◆ **HOW TO COMPLETE THIS TASK**
Output must match the records, character for character.
----
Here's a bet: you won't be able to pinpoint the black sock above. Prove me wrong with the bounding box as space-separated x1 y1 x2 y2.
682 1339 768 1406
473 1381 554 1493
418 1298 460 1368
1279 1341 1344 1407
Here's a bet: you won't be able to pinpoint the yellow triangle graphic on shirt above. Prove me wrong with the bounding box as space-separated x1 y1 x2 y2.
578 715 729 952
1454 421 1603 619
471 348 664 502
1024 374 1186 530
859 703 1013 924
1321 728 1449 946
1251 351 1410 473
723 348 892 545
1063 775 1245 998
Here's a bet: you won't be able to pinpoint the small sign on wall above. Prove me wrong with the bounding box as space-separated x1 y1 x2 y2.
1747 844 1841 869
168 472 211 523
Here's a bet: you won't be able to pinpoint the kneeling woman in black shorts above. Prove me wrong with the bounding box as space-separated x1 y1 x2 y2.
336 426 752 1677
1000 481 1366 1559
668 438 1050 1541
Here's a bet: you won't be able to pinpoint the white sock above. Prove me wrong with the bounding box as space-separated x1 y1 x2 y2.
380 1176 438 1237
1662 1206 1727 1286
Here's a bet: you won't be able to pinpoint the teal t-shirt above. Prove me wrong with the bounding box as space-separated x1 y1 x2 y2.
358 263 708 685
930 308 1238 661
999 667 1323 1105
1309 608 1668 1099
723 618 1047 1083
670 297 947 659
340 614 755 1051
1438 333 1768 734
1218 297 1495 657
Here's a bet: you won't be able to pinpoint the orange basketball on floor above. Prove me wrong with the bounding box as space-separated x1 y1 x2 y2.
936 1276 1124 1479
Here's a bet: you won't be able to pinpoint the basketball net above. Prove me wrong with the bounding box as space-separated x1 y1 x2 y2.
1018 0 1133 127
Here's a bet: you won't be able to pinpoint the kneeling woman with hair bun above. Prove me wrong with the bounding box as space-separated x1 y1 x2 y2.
----
◆ **RESULT OF THIS EXERCISE**
Here's a bet: you won't be able to pinpoint the black sock above. Prove me wrong with the bounding box as space-separated x1 y1 x2 y2.
682 1339 768 1406
473 1381 554 1493
418 1298 460 1368
1279 1341 1344 1407
Here's a bet: you won't be able to pinpoint the yellow triangle graphic on shirt above. Prove me wrong with the bounding box as space-separated x1 y1 x2 y2.
578 715 729 952
1454 421 1603 619
471 348 664 502
1024 374 1186 530
859 703 1013 924
1321 728 1449 946
1251 351 1410 473
723 348 892 545
1063 775 1245 998
Here's a bet: you won't be able to pinpoint the small sign on wall above. Prove me wrong with the bounding box as space-separated x1 y1 x2 y2.
1747 844 1841 869
168 472 211 523
Here's a bet: you won't be able to pinpoint the kneeling woman in black shorts above. Prove me wrong with the bounding box as space-separated x1 y1 x2 y2.
336 426 752 1677
1000 481 1366 1559
668 438 1050 1541
Here's a bet: you won't be able to pinpoint the white sock above. Prove me wrong with the bounding box as space-separated x1 y1 x2 y2.
380 1176 438 1237
1662 1206 1727 1286
Here's a bet: you won't be able to pinpoint the teal t-shirt above. Prove me wrong with the bounding box as space-separated x1 y1 x2 y2.
358 263 708 685
930 308 1238 661
999 667 1323 1105
1309 608 1668 1099
723 618 1047 1083
670 297 947 659
340 614 755 1051
1438 333 1768 734
1218 297 1495 657
Here's a bet: you won't be able to pinpoint the orange basketball on floor above. Prove me wrong with the bounding box as space-separated x1 y1 x2 y2.
936 1276 1124 1479
Here's a bet: you won't be able to pinpoint the basketball net above. Prove me wrong with the bounding box as space-separated x1 y1 x2 y2.
1018 0 1133 127
Here's a bet: you won't be able to pinpoint the kneeling woman with hair bun above. Prove me wrong with the bounding box as space-separated x1 y1 x2 y2.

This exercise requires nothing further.